### What you will do
Where the word "below" occurs in a line of the data, return the whole line.

[Referring expression data]
++++++++

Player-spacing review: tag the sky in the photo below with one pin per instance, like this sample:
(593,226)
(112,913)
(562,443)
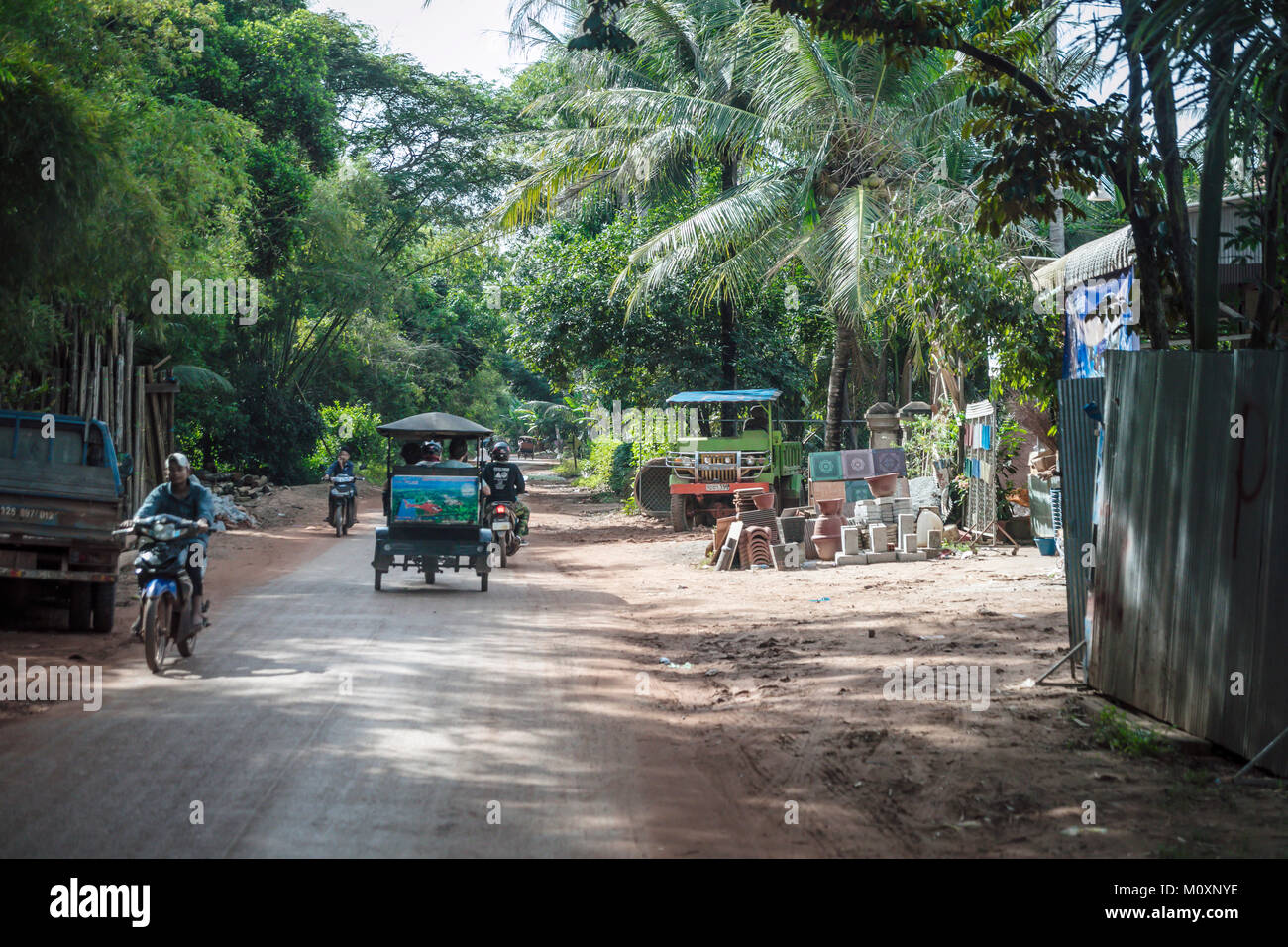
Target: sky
(446,37)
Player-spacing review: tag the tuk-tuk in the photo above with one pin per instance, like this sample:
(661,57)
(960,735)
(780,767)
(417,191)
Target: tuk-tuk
(433,514)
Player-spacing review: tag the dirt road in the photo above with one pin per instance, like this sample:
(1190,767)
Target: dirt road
(321,718)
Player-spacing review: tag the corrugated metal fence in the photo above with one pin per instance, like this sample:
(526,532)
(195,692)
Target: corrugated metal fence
(1078,486)
(1190,598)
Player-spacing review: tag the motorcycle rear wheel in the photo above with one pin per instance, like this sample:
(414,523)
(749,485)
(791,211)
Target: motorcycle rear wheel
(156,630)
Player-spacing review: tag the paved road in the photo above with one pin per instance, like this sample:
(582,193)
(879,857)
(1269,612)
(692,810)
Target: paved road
(459,698)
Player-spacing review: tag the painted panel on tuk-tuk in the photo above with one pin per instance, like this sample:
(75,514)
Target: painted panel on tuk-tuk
(417,499)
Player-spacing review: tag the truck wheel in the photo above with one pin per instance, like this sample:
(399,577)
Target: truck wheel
(104,605)
(681,521)
(81,608)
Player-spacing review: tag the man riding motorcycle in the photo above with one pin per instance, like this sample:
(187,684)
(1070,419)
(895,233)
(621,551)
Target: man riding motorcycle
(502,482)
(181,496)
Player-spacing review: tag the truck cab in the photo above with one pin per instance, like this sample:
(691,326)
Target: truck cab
(60,496)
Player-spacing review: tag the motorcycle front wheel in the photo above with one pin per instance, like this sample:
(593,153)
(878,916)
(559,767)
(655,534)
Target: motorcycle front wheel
(156,630)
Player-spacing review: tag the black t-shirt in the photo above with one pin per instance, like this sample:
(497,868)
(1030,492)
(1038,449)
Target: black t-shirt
(505,479)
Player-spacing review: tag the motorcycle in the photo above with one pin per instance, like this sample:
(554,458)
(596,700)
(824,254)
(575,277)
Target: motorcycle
(344,497)
(161,566)
(501,521)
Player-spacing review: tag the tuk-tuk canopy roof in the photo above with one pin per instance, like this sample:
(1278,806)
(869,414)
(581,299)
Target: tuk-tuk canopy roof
(746,395)
(433,424)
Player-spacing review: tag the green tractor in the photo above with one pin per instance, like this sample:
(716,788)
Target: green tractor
(748,453)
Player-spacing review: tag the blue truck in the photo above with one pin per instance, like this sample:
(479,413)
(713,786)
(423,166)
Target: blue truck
(60,496)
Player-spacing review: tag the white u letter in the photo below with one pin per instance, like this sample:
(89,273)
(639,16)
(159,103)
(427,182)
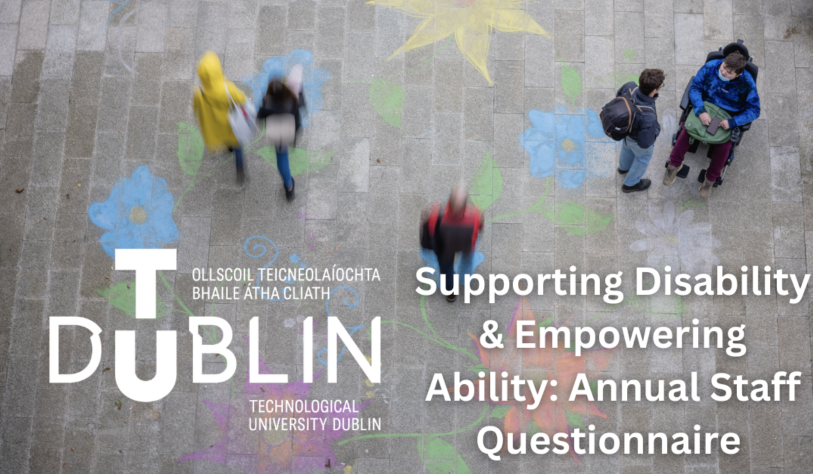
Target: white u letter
(165,367)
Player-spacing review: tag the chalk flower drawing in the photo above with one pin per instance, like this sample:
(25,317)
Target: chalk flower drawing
(571,145)
(674,241)
(470,21)
(560,364)
(278,67)
(276,450)
(138,214)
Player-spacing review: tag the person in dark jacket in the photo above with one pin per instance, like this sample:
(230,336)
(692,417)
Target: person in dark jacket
(454,227)
(640,143)
(281,101)
(726,84)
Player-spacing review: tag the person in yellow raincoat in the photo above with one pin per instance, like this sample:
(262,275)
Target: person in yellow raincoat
(211,106)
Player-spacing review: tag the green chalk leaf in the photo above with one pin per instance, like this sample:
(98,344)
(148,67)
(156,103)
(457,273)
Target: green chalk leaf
(573,218)
(623,78)
(477,368)
(500,411)
(122,297)
(190,148)
(578,220)
(387,99)
(300,161)
(571,83)
(487,185)
(440,457)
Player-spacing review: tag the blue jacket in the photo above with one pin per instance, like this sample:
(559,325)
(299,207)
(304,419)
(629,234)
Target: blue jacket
(646,128)
(739,96)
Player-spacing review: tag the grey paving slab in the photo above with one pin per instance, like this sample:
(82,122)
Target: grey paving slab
(8,44)
(689,46)
(59,51)
(34,25)
(92,32)
(65,12)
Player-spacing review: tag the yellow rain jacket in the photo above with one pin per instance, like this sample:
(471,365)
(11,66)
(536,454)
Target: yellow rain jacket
(211,106)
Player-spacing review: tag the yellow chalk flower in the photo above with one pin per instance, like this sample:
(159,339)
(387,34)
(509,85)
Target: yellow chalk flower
(470,21)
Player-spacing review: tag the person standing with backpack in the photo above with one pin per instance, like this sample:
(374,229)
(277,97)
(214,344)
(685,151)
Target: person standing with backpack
(632,117)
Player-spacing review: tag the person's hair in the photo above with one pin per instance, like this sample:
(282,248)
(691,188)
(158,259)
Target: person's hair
(735,62)
(650,80)
(278,94)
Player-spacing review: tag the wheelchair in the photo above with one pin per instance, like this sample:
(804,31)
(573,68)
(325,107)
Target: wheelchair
(736,132)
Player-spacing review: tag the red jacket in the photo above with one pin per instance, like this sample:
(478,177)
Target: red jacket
(455,234)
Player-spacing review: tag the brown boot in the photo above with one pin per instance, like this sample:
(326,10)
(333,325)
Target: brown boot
(705,189)
(671,174)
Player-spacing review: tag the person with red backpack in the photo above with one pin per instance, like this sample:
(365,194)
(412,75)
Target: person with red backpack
(632,117)
(449,228)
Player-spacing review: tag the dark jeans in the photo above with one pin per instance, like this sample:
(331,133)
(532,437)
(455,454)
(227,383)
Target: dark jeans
(718,158)
(284,167)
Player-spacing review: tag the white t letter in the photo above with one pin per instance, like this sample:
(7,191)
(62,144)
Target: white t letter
(145,262)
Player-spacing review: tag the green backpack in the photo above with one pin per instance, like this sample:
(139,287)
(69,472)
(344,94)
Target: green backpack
(697,131)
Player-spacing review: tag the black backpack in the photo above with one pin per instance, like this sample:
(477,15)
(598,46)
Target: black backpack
(429,230)
(618,115)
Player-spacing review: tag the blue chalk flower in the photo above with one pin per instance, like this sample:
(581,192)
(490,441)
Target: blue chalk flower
(563,143)
(138,214)
(279,66)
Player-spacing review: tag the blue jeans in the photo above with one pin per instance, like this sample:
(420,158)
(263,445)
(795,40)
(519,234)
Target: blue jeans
(238,158)
(635,159)
(446,266)
(284,168)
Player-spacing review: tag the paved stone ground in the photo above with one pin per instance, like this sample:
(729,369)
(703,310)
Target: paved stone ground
(92,90)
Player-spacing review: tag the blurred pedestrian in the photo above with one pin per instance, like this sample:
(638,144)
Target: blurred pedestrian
(639,144)
(211,105)
(450,228)
(280,110)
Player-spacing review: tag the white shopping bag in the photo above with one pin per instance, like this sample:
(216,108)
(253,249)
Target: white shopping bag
(241,119)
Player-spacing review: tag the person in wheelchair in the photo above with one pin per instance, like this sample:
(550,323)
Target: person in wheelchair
(727,84)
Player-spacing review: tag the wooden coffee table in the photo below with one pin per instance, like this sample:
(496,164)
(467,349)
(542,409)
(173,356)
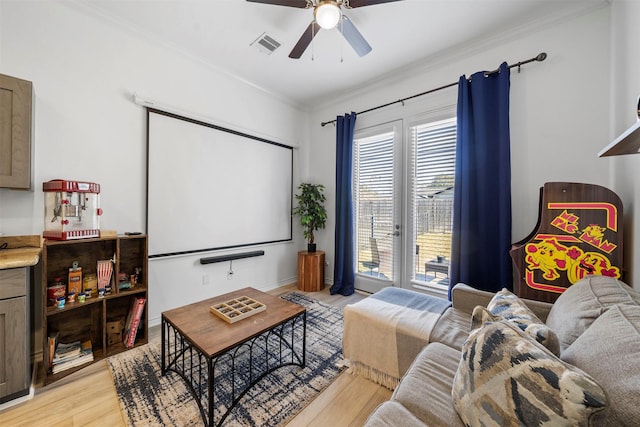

++++++++

### Result of this task
Player-spacing review: tag the sky in the photo below with one pin per instance, like this sample:
Player-spacing review: tag the white u letter in the photo below with one pin per instance, like this sample:
Player-spacing review: tag the wooden coffee table in the photo below with one pin per instance, like this sample:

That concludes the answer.